Copy every line from the one that contains "path and record integer pixel coordinates." through the end of the records, and output only those lines. Multiply each point coordinate in the answers by 1.15 and round it to a whole number, rounding halves up, while the line that asks for the points stays as it is.
### SUPPLIED DATA
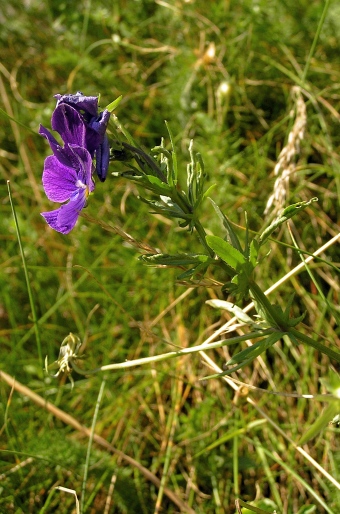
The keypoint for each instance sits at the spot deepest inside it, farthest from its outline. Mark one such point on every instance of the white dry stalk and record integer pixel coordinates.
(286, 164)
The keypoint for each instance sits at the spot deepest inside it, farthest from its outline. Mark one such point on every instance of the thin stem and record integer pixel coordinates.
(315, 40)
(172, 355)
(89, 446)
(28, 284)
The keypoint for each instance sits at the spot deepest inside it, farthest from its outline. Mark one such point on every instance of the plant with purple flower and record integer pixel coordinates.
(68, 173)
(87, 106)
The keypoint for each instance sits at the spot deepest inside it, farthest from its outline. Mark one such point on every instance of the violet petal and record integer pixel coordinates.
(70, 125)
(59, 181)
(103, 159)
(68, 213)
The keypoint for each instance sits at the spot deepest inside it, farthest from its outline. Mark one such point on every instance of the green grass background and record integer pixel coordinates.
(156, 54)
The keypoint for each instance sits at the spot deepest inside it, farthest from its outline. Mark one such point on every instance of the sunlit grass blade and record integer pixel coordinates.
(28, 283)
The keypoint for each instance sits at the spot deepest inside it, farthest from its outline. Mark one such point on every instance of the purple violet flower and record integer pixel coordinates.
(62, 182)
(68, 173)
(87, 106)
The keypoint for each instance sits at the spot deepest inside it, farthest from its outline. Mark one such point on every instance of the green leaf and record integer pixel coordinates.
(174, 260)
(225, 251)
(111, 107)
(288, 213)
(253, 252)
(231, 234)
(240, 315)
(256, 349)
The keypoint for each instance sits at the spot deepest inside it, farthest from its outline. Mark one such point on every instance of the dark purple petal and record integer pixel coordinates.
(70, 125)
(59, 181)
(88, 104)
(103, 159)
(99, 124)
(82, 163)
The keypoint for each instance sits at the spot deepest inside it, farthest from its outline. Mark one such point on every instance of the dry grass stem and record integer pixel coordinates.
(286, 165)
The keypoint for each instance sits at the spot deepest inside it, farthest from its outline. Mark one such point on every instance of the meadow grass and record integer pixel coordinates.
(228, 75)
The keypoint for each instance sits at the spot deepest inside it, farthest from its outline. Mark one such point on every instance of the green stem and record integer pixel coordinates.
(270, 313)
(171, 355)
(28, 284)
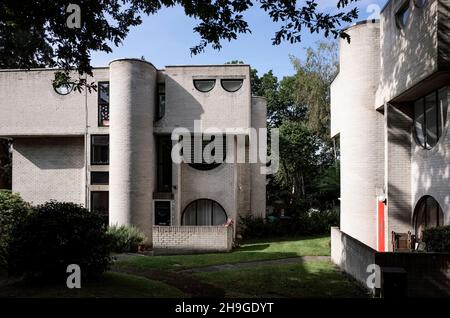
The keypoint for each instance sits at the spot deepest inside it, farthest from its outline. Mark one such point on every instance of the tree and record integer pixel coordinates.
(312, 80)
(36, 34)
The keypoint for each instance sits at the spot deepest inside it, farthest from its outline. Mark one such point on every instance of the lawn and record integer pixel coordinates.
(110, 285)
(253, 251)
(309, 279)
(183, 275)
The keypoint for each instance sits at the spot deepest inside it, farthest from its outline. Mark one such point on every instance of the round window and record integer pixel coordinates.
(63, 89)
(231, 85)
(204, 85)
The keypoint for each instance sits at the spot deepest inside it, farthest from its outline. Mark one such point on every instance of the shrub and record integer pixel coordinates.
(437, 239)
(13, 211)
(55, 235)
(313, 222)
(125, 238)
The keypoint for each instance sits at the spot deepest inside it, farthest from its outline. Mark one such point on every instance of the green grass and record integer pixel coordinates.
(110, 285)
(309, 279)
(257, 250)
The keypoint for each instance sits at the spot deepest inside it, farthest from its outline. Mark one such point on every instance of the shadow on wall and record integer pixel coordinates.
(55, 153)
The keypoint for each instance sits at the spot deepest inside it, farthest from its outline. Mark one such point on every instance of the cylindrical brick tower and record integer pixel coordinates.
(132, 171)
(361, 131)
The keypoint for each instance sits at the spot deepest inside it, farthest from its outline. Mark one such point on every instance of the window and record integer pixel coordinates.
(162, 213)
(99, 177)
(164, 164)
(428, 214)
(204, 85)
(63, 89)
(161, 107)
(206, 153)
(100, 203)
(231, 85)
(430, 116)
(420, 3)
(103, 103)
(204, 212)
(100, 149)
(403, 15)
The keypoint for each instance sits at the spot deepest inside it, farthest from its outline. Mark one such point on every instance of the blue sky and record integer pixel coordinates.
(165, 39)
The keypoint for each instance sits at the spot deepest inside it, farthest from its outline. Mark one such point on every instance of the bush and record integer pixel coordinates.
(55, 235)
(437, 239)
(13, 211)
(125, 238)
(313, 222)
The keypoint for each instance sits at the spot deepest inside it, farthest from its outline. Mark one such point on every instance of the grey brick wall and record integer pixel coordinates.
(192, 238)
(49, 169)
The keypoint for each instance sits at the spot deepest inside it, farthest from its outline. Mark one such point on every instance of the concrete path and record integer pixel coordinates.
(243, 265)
######
* **RESULT**
The keypoint for each instance sits at the spot deepest inside it, farthest from its outline. Mark one such point on every instance of the concrete path and record integer pixel coordinates.
(279, 305)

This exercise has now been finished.